Gov. Tom Wolf has indicated he will sign what is being called a “stacked hybrid” plan to reform the commonwealth’s public-sector pensions, assuming the bill reaches his desk.
First, the House-amended Senate Bill 1071 needs approval from the Senate.
“I want to congratulate both Republicans and Democrats for coming together to find common ground on this issue, and I urge the Senate to move quickly to consider this important legislation,” Wolf said in a statement.
That could take some time, said Jenn Kocher, a spokeswoman for Senate Republicans. “Too early to tell. Members may want to take some time with the bill. This bill has significant differences from the pension reform we sent the House six months ago so we want to digest the changes before making any decisions.”
The bill would maintain benefits for current public employees and retirees, while making changes for future state or school employees hired on Jan. 1, 2018, or July 1, 2018, respectively.
State police troopers would be exempt.
The plan is called a stacked hybrid because it includes elements of both a traditional defined-benefit plan and a defined-contribution plan like a 401(k).
Under the plan, new employees would have a defined-benefit pension for their first $50,000 in annual salary. Employees would contribute 6 percent of salary up to that limit, and the salary limit would rise 3 percent per year for inflation.
----------
▸ **REQUIREMENTS**:
A - Answer each question from the pension reform passage.
(i) Which bill still needs approval from the Senate?
(ii) Which group would be exempt from the plan?
(iii) What percentage of salary would new employees contribute toward the defined-benefit pension?
B - Decide whether each statement agrees with the pension reform passage. Answer yes or no, and quote the words that decide it.
(i) Jenn Kocher said it was too early to tell how long the Senate would take.
(ii) The changes would apply to future school employees hired on Jan. 1, 2018.
(iii) The salary limit for the defined-benefit pension would rise 3 percent per year.
The material that comes after the text is not needed here.

(Coordinate annotation entries)
----------
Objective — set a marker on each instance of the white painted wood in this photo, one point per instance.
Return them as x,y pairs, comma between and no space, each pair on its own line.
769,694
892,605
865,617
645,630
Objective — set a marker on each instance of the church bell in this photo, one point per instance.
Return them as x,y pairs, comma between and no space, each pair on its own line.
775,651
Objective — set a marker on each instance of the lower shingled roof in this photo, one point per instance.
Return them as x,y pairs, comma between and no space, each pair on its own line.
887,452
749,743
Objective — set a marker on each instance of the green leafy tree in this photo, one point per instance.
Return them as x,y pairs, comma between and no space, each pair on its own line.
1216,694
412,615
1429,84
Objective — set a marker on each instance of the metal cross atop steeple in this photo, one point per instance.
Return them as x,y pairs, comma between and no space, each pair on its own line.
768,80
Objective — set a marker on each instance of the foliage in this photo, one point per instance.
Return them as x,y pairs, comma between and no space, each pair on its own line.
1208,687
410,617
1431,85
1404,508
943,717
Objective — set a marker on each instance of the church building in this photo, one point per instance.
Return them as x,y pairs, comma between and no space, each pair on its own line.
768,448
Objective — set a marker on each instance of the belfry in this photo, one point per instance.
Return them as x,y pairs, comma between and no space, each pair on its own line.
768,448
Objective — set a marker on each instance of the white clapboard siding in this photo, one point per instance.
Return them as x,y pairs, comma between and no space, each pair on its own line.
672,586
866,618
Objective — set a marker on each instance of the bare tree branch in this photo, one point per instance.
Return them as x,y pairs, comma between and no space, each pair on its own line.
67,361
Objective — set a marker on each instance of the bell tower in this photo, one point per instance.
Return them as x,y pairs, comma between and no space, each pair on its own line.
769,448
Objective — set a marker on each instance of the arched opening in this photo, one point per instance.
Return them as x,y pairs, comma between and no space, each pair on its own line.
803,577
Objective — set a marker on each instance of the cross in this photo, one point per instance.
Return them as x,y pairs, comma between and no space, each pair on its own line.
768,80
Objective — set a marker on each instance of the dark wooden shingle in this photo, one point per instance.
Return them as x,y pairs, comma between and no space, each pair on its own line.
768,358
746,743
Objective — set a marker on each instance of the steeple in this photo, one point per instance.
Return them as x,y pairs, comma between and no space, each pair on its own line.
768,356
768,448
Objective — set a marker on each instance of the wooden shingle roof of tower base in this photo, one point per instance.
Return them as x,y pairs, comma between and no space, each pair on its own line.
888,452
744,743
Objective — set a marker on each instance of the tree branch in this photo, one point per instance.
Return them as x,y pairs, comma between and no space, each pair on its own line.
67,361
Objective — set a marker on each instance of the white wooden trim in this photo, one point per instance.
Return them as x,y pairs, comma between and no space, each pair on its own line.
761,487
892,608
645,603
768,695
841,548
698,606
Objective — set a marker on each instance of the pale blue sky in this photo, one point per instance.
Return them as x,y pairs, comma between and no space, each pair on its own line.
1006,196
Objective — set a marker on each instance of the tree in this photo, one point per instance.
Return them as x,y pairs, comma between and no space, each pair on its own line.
----------
▸ **TASK RESPONSES**:
A -
(i) The House-amended Senate Bill 1071
(ii) State police troopers
(iii) 6 percent of salary, up to the $50,000 limit

B -
(i) Yes: "Too early to tell."
(ii) No: "future state or school employees hired on Jan. 1, 2018, or July 1, 2018, respectively."
(iii) Yes: "the salary limit would rise 3 percent per year for inflation."